■ 引用段落:

________________________

1.major服务正常,但是major的线程池确实不够用

(1) 测试代码

测试方法:major的线程池设置小一些,请求的并发量大一些,每个线程做1000次随机读并返回主线程

测试验证:每个请求都有返回结果(前提是key是存在的)

1 	/**
2 	 * 主线程池跑满:线程池size过小(major:30,minor:80,并发请求线程100)
3 	 * 
4 	 * @throws InterruptedException
5 	*/
6 	@Test
7 	public void testRandomReadWithEnoughThreads() throws InterruptedException {
8 	    redisClusterCrossRoomClient.setMajorThreads(30);
9 	    redisClusterCrossRoomClient.setMinorThreads(80);
10	    int threadNum = 100;
11	    int perSize = TOTAL_SIZE / threadNum;
12	    int totalNeedGet = 1000;
13	    CountDownLatch countDownLatch = new CountDownLatch(threadNum);
14	    for (int i = 0; i < threadNum; i++) {
15	        int start = perSize * i + 1;
16	        int end = perSize * (i + 1);
17	        Thread thread = new RandomReadThread(start, end, totalNeedGet, countDownLatch);
18	        thread.start();
19	   }
20	    countDownLatch.await();
21	    System.out.println("request counter: " + TOTAL_SIZE);
22	    System.out.println("readSuccess counter:" + readSuccessCounter.get());
23	 }
24	
25	 class RandomReadThread extends Thread {
26	    private int start;
27	    private int end;
28	    private int totalNeedGet;
29	    private CountDownLatch countDownLatch;
30	    private long counter;
31	    public RandomReadThread(int start, int end, int totalNeedGet, CountDownLatch countDownLatch) {
32	        this.start = start;
33	        this.end = end;
34	        this.totalNeedGet = totalNeedGet;
35	        this.countDownLatch = countDownLatch;
36	    }
37	    @Override
38	    public void run() {
39	        while (true) {
40	            try {
41	                if (counter >= totalNeedGet) {
42	                    countDownLatch.countDown();
43	                    break;
44	                }
45	                if (counter % 100 == 0) {
46	                    logger.info("{} execute {} th, total size {}", Thread.currentThread().getName(), counter,
47	                            totalNeedGet);
48	                }
49	                int id = start + new Random().nextInt(end - start);
50	                String key = "user:" + id;
51	                String result = redisClusterCrossRoomClient.get(key);
52	                if (StringUtils.isBlank(result)) {
53	                    logger.warn("key {}, value is null", key);
54	                } else {
55	                    readSuccessCounter.incrementAndGet();
56	                }
57	                counter++;
58	                TimeUnit.MILLISECONDS.sleep(10);
59	            } catch (Exception e) {
60	                e.printStackTrace();
61	            }
62	        }
63	    }
64	}

(2) 故障转移:

major线程池偶尔吃满,将线程拒绝,并执行降级逻辑,将请求自动转移到minor。

________________________

■ 给定指令: 请续写上面这段关于 major 线程池测试与故障转移的文字,从最后一句之后写起。

■ 源数据:

________________________

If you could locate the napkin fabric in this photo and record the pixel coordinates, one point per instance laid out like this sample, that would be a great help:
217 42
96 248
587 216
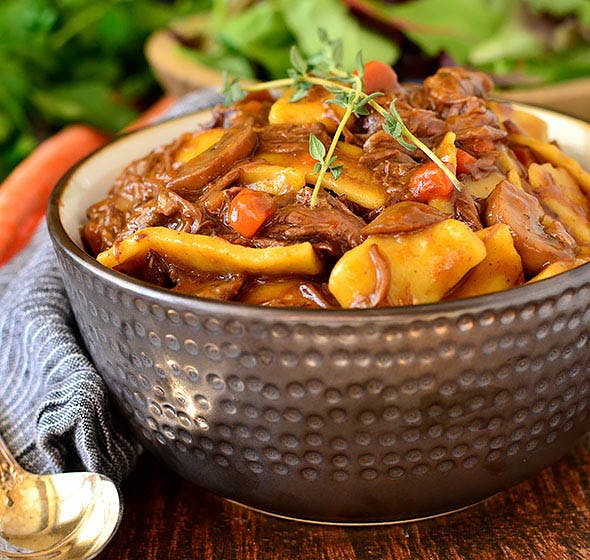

________________________

■ 任务结果:
1	2016-04-25 15:07:10,658 ERROR [Thread-186] impl.RedisClusterCrossRoomClientImpl: major_redis_command could not be queued for execution and failed retrieving fallback.
2	com.netflix.hystrix.exception.HystrixRuntimeException: major_redis_command could not be queued for execution and failed retrieving fallback.
3  	at com.netflix.hystrix.HystrixCommand.getFallbackOrThrowException(HystrixCommand.java:1660)
4	at com.netflix.hystrix.HystrixCommand.subscribeWithThreadIsolation(HystrixCommand.java:1250)
5	at com.netflix.hystrix.HystrixCommand.access$1400(HystrixCommand.java:103)
6	at com.netflix.hystrix.HystrixCommand$2.call(HystrixCommand.java:829)
7	at com.netflix.hystrix.HystrixCommand$2.call(HystrixCommand.java:803)
8	at rx.Observable.subscribe(Observable.java:6178)
9	at com.netflix.hystrix.HystrixCommand$TimeoutObservable$1.call(HystrixCommand.java:1080)
10	at com.netflix.hystrix.HystrixCommand$TimeoutObservable$1.call(HystrixCommand.java:1007)
11	at rx.Observable$2.call(Observable.java:153)
12	at rx.Observable$2.call(Observable.java:149)
13	at rx.Observable$2.call(Observable.java:153)
14	at rx.Observable$2.call(Observable.java:149)
15	at rx.Observable.subscribe(Observable.java:6178)
16	at com.netflix.hystrix.HystrixCommand$ObservableCommand$1.call(HystrixCommand.java:936)
17	at com.netflix.hystrix.HystrixCommand$ObservableCommand$1.call(HystrixCommand.java:932)
18	at rx.Observable.subscribe(Observable.java:6178)
19	at rx.operators.BlockingOperatorToFuture.toFuture(BlockingOperatorToFuture.java:55)
20	at rx.observables.BlockingObservable.toFuture(BlockingObservable.java:430)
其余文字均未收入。